━━━ ИСХОДНЫЙ ТЕКСТ ━━━
LSP Plugins: версия 1.1.4

SadKo · 29 сен 2018

Начиная с релиза 1.1.4 я выпустил весь набор плагинов LSP Plugins под лицензией GNU LGPL v3!

Release 1.1.4 is coming out with a lot of new changes!
First of all, LSP Plugins became completely open source and are licensed under terms of GNU LGPL v3 license!
Additionally, experimental support of ARMv7-A architecture added, basicly for Raspberry Pi 3B/3B+ devices.

The overall list of changes is listed below:

Changed licensing to GNU Lesser General Public License version 3 (GNU LGPL v3).

Moved code repository to GitHub while keeping release history.

Implemented linear impulse response profiler plugin.

Added basic Raspberry Pi 3B/3B+ (ARMv7A) support (experimental).

Implemented unit testing subsystem.

Implemented performance testing subsystem.

Implemented manual testing subsystem.

Fixed and optimized convolution algorithm for convolver module that produced invalid output.

Added LSPC file format implementation.

Added LSPC file format support to convolver plugins.

Huge refactoring: DSP code moved from core to separate subtree.

Partially implemented NEON SIMD instruction support for some DSP assembly functions for ARMv7A architecture.

Fixed bugs in some DSP oversampling routines.

Optimized complex multiplication functions.

Implemented additional complex number routines.

Implemented additional functions to DSP core.

Fixed compilation warnings and errors emitted by the GCC 8 compiler.

Updated development documentation.

Demo for a new plugin:

Rel · 30 сен 2018

а в формате Linux VST есть? мой любимый Cocos Reaper на линуксах поддерживает пока только LVST формат... можно канеш через Jack накрутить систему, но проще было бы сразу в DAW использовать...

SadKo · 30 сен 2018

Rel сказал(а): ↑

а в формате Linux VST есть? мой любимый Cocos Reaper на линуксах поддерживает пока только LVST формат... можно канеш через Jack накрутить систему, но проще было бы сразу в DAW использовать...
Нажмите, чтобы раскрыть...

Есть конечно.

SadKo · 21 дек 2018

А тем временем, после трёх лет разработки я выпустил новый релиз коллекции плагинов LSP Plugins - 1.1.5.
Релиз для скачивания: https://github.com/sadko4u/lsp-plugins/releases/tag/lsp-plugins-1.1.5

Изменения по релизу 1.1.5:

Implemented stereo version of Profiler plugin.

Added 'Spectralizer' and 'Mastering' modes to the Spectrum Analyzer plugin series.

All SIMD-optimized DSP code now ported to ARMv7A architecture and optimized using ARM NEON instruction set.

Added Frame Buffer primitive support by plugins and widgets.

Implemented RGBA and HSLA color manipulation routines for point array rendering optimizations.

Extended unit and performance test coverage.

Enabled RELRO and PIE option for binaries, simplified build system.

Implemented optimized DSP functions for minimum and maximum search.
━━━ ИСХОДНЫЕ ДАННЫЕ ━━━
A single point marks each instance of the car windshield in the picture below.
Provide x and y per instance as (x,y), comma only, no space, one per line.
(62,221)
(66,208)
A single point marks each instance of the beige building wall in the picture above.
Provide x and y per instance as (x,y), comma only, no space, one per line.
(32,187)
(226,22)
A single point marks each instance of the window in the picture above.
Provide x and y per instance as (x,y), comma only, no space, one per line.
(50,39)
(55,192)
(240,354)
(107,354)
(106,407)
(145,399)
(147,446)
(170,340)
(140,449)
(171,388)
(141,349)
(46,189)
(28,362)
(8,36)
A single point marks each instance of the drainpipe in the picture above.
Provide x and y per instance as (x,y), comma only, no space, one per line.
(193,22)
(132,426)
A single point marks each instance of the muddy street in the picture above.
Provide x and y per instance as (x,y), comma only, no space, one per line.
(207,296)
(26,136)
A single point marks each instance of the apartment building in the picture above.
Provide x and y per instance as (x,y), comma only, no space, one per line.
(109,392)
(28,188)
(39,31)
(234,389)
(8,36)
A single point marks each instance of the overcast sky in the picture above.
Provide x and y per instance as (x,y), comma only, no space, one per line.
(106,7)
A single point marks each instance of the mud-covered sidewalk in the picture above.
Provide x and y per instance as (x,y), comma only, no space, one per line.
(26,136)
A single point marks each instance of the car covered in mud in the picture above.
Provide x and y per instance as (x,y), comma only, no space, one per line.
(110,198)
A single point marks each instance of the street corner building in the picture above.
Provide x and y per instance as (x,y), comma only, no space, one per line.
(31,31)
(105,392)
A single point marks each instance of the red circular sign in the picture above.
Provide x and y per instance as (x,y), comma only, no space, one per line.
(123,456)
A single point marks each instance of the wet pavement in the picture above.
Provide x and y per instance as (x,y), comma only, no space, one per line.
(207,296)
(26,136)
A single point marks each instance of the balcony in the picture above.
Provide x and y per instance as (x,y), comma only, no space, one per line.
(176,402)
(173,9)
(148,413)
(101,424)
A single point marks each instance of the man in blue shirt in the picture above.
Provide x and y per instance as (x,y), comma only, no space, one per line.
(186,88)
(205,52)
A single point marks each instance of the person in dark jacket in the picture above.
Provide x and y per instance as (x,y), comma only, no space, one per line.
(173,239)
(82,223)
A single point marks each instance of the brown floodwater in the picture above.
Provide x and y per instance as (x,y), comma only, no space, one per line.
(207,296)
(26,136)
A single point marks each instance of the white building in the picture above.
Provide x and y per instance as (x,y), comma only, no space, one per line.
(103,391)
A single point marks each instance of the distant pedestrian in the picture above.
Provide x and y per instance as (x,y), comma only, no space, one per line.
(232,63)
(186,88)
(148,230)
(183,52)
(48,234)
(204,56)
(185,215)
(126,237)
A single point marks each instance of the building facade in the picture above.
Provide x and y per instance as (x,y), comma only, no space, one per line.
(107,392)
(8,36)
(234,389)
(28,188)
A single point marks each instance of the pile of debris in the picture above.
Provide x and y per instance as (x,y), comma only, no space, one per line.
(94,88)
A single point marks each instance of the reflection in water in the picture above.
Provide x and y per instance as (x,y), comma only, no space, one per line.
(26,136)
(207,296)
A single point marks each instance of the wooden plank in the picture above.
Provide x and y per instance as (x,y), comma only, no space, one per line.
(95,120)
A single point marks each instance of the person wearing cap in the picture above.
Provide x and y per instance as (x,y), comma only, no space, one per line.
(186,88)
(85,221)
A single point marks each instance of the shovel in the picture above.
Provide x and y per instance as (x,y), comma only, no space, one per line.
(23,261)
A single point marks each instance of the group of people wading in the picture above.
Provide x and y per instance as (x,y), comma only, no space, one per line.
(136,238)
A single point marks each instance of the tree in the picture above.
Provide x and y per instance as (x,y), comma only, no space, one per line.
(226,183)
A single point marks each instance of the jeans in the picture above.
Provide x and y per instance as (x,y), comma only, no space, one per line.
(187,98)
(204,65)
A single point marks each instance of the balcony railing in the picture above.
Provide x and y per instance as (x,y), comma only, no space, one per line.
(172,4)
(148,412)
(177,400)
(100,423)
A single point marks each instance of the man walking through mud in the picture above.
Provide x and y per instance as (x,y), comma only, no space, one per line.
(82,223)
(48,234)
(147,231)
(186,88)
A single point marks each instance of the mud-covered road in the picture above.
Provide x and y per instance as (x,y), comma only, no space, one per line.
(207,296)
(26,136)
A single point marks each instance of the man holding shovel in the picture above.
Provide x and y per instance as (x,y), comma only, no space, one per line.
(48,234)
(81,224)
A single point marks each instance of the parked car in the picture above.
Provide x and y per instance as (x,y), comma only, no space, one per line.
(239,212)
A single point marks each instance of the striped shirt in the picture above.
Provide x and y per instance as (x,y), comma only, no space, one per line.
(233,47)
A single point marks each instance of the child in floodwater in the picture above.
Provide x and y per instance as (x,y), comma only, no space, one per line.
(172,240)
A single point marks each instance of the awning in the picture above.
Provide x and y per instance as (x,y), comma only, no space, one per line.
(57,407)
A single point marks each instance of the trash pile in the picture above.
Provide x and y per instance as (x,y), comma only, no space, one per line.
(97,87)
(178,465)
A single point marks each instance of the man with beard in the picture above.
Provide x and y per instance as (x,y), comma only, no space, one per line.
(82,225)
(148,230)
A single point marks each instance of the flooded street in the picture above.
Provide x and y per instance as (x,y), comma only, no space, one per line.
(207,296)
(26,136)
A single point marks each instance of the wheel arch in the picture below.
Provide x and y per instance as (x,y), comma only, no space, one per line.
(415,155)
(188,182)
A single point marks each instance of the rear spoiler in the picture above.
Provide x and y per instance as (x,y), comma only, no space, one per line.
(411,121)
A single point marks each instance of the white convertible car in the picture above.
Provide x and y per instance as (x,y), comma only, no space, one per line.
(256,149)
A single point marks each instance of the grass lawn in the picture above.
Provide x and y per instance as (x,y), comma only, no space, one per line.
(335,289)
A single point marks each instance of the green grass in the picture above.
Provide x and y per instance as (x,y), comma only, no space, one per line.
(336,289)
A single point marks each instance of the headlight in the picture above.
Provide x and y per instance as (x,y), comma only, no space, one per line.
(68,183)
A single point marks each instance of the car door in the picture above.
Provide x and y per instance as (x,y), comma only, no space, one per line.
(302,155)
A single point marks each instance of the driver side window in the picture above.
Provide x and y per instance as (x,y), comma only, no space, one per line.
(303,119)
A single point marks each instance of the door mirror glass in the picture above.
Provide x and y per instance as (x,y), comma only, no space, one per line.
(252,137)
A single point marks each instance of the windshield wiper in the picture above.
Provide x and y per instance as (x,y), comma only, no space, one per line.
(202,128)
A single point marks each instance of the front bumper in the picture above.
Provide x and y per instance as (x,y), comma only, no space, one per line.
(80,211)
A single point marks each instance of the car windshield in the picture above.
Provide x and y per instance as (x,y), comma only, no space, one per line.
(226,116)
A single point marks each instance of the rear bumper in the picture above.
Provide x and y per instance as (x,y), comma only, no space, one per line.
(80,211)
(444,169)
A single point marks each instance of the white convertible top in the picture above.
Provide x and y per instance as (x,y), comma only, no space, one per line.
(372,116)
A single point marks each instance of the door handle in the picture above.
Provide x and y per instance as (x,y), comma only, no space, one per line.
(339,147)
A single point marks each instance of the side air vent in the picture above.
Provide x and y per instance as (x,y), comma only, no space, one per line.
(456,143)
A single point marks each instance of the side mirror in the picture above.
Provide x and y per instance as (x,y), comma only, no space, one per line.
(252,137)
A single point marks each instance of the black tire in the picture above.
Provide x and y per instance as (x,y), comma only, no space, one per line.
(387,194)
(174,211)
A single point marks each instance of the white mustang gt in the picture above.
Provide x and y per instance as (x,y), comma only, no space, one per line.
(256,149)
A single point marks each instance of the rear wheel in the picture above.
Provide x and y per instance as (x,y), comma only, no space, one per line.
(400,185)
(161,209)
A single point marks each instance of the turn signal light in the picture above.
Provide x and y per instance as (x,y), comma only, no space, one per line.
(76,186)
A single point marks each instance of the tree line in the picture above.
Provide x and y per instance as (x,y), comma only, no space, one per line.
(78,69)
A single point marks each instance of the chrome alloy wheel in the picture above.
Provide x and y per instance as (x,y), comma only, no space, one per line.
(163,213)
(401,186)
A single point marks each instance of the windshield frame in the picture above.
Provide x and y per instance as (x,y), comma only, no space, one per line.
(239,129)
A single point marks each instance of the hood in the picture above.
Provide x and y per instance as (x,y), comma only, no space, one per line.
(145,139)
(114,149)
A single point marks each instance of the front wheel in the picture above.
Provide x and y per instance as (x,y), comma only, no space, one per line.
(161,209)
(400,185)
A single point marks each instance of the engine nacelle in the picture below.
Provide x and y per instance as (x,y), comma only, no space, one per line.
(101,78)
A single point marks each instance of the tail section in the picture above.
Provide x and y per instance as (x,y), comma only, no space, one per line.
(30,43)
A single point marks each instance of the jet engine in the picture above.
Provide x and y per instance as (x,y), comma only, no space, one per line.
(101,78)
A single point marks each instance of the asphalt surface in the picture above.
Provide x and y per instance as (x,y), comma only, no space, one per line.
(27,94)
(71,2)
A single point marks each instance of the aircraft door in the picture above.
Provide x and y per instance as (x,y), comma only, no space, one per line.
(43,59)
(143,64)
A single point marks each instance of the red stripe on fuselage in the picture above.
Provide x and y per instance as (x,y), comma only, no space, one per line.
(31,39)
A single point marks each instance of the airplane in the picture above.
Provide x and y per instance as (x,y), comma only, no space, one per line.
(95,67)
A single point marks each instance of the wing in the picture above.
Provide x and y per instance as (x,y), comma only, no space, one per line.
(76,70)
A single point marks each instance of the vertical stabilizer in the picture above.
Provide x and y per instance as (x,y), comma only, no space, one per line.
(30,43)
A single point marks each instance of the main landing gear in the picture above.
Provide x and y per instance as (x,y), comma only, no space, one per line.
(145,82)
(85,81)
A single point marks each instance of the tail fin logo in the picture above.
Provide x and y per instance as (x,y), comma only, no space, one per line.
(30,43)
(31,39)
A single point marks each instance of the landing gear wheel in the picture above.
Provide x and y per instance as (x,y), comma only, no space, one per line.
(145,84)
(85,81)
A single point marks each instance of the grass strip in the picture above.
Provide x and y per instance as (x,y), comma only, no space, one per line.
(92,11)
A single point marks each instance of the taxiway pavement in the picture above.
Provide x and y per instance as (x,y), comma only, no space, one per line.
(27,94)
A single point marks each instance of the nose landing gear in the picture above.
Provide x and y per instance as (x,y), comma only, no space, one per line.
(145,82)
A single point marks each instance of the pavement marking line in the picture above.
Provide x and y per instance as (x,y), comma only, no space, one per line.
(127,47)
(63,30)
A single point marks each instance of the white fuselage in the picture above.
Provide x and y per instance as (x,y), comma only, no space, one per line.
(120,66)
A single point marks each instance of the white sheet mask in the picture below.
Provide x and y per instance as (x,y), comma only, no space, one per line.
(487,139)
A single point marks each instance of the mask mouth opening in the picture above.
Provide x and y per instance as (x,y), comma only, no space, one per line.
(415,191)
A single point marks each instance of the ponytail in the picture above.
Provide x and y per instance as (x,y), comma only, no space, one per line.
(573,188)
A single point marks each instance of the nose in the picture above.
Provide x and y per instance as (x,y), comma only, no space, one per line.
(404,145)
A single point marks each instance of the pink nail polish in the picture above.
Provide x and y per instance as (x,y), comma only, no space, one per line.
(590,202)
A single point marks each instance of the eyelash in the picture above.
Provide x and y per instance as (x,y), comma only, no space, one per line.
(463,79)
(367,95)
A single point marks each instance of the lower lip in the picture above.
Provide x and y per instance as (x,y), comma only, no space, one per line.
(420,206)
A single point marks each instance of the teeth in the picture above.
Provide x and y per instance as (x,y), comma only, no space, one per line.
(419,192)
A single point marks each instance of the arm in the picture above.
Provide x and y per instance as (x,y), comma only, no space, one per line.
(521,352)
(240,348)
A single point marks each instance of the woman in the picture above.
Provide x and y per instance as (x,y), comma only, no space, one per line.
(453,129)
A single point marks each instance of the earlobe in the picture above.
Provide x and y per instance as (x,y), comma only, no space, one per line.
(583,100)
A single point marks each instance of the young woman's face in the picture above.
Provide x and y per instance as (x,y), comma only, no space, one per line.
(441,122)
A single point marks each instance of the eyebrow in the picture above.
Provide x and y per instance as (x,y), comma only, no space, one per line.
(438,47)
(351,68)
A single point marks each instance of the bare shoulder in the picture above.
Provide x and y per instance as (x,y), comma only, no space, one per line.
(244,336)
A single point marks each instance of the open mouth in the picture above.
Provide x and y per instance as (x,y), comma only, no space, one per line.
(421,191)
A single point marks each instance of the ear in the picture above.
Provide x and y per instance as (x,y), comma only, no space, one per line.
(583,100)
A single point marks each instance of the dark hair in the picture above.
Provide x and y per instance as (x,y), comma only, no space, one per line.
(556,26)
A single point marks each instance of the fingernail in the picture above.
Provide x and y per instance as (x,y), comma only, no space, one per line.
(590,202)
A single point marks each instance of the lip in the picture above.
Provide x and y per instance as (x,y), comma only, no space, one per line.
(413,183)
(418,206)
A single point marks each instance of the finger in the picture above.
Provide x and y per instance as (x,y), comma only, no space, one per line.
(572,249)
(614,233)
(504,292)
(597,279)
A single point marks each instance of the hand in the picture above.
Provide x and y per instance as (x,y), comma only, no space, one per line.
━━━
## ЗАДАНИЕ
Под какой лицензией выпускается набор LSP Plugins начиная с релиза 1.1.4, если судить по ветке форума о выпусках LSP Plugins?

## РЕЗУЛЬТАТ ЗАДАНИЯ
Под лицензией GNU LGPL v3 (GNU Lesser General Public License версии 3).